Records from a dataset
——————————

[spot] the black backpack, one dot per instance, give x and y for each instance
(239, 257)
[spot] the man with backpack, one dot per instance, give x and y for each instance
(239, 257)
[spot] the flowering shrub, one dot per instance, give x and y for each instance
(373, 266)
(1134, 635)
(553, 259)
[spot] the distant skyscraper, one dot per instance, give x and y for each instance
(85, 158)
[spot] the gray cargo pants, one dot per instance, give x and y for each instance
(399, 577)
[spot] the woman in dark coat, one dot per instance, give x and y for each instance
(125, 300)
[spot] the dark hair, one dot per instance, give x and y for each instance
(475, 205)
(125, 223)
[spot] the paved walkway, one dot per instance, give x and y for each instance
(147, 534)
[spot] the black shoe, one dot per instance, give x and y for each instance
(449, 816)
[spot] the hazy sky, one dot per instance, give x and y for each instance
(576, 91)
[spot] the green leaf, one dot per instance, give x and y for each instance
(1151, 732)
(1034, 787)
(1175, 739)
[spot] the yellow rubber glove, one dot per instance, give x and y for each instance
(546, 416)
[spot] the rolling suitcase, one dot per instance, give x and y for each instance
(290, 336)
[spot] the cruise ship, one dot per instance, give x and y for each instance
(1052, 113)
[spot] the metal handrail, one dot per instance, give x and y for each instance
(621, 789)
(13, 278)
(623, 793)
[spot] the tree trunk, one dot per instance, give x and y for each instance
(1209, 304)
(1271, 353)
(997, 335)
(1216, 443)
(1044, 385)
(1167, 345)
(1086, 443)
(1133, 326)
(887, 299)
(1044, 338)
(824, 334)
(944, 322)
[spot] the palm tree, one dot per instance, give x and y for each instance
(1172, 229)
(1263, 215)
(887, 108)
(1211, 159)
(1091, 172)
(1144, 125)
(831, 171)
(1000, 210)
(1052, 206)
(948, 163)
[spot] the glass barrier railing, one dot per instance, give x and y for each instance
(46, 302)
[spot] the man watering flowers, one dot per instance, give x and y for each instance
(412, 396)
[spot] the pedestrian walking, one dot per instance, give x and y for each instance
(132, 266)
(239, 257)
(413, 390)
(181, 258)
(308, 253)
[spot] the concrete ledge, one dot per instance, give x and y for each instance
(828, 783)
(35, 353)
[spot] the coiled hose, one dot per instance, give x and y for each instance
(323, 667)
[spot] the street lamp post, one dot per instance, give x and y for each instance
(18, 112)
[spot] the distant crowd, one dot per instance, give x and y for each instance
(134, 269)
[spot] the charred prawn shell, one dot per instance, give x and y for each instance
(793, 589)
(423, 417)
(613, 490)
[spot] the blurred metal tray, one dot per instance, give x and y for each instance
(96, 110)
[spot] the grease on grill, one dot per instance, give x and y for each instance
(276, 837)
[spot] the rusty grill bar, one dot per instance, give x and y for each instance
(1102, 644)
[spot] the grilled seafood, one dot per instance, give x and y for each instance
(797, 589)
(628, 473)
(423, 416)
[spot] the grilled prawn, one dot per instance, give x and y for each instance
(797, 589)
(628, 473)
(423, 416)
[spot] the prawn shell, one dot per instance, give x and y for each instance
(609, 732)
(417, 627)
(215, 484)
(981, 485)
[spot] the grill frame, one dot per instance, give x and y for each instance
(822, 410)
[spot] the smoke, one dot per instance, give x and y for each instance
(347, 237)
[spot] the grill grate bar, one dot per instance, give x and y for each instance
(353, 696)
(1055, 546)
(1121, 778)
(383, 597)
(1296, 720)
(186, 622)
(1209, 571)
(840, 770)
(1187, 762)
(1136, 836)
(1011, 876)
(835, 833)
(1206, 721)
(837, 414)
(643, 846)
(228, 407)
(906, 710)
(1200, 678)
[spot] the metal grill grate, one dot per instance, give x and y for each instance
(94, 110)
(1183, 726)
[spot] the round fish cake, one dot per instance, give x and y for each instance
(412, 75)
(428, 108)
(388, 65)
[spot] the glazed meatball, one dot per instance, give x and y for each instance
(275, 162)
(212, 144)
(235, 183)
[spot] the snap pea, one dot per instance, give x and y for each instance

——————————

> **GIVEN REQUEST**: Extract every line of the records above and reproduce each one verbatim, keeping the original order.

> **TASK RESULT**:
[spot] the black backpack, one dot per instance, give x and y for each instance
(239, 257)
[spot] the man with backpack, one dot per instance, give x and y for each instance
(239, 257)
[spot] the flowering shrub, one dot per instance, give x and y for each instance
(373, 266)
(1134, 635)
(553, 259)
[spot] the distant skyscraper, one dot per instance, give x and y for each instance
(85, 158)
[spot] the gray cargo pants, one dot per instance, give x and y for each instance
(399, 577)
[spot] the woman in dark coat, one dot per instance, give x and y for each instance
(125, 300)
[spot] the dark hair, one dot per instance, give x and y for each instance
(475, 205)
(125, 223)
[spot] the paved walkway, one dot per instance, give x and y for each instance
(147, 534)
[spot] the black shoe, one dot per instance, give x and y for each instance
(449, 816)
[spot] the hazy sky, one dot per instance, give x and y for each instance
(576, 91)
[spot] the green leaf, one dot per instance, give x and y for each instance
(1151, 732)
(1034, 787)
(1175, 739)
[spot] the yellow rubber glove, one dot per instance, give x and y for each instance
(546, 416)
[spot] the rolling suitcase, one dot per instance, give x and y for each instance
(290, 336)
[spot] the cruise ship, one dot per instance, give x and y for each instance
(1052, 113)
[spot] the metal handrail, one dot per instance, give x and y for each instance
(621, 789)
(13, 278)
(623, 793)
[spot] the tree trunk, one dot per instance, give x and y for each instance
(1209, 304)
(1271, 353)
(997, 335)
(1216, 443)
(1044, 385)
(1167, 345)
(1086, 443)
(1133, 326)
(887, 299)
(1044, 338)
(824, 334)
(944, 322)
[spot] the palm tree, one dot per instance, give x and y for each instance
(1172, 229)
(1263, 215)
(887, 108)
(1211, 159)
(1091, 172)
(1144, 125)
(831, 171)
(1000, 210)
(1052, 206)
(948, 163)
[spot] the glass barrier railing, one dot per instance, give x and y for each instance
(46, 302)
[spot] the man watering flowers, one dot per instance, give x and y for each instance
(412, 396)
[spot] the pedestrian walking, one dot per instance, give x and y for each instance
(132, 266)
(239, 257)
(413, 390)
(181, 258)
(308, 253)
[spot] the concrete ledge, one dot per instance, give x and y for each instance
(828, 783)
(35, 353)
[spot] the coiled hose, one dot per instance, give x and y for each instance
(323, 667)
[spot] the street lamp post, one dot per instance, give x and y for each instance
(18, 112)
[spot] the distant crowd, one dot per instance, give x and y for each instance
(134, 269)
[spot] the charred prawn shell, one dot per instance, give x and y for each instance
(793, 589)
(423, 417)
(613, 490)
[spot] the blurred metal tray, one dot per instance, give x and y for each instance
(96, 110)
[spot] the grease on grill, one dot per instance, give x and y for each instance
(276, 837)
[spot] the rusty grill bar, one dot per instance, give x and y for each instance
(1102, 644)
[spot] the grilled seafood, one dot per instance, give x and y for each instance
(797, 589)
(628, 473)
(423, 416)
[spot] the grilled prawn, one dot per instance, give x and y for each instance
(797, 589)
(628, 473)
(423, 416)
[spot] the prawn shell, one dot per instance, give x and y for each instance
(609, 732)
(417, 627)
(215, 484)
(981, 485)
[spot] the grill frame, one dot per instance, give x and y for each instance
(822, 410)
[spot] the smoke, one dot per instance, give x and y for each instance
(347, 237)
[spot] the grill grate bar, one dot per instance, give x and y for each instance
(353, 696)
(1055, 546)
(1121, 778)
(383, 597)
(1296, 720)
(186, 622)
(1209, 571)
(840, 770)
(1187, 762)
(1136, 836)
(1011, 876)
(835, 833)
(1206, 721)
(837, 414)
(643, 846)
(228, 407)
(906, 710)
(1200, 678)
[spot] the metal grill grate, one dot per instance, give x and y for each instance
(94, 110)
(1183, 726)
[spot] the round fish cake, one dot per instance, give x and y for each instance
(412, 75)
(428, 108)
(388, 65)
[spot] the glazed meatball, one dot per instance, give x and y for each instance
(275, 162)
(212, 144)
(235, 183)
[spot] the snap pea, one dot per instance, give x and y for each instance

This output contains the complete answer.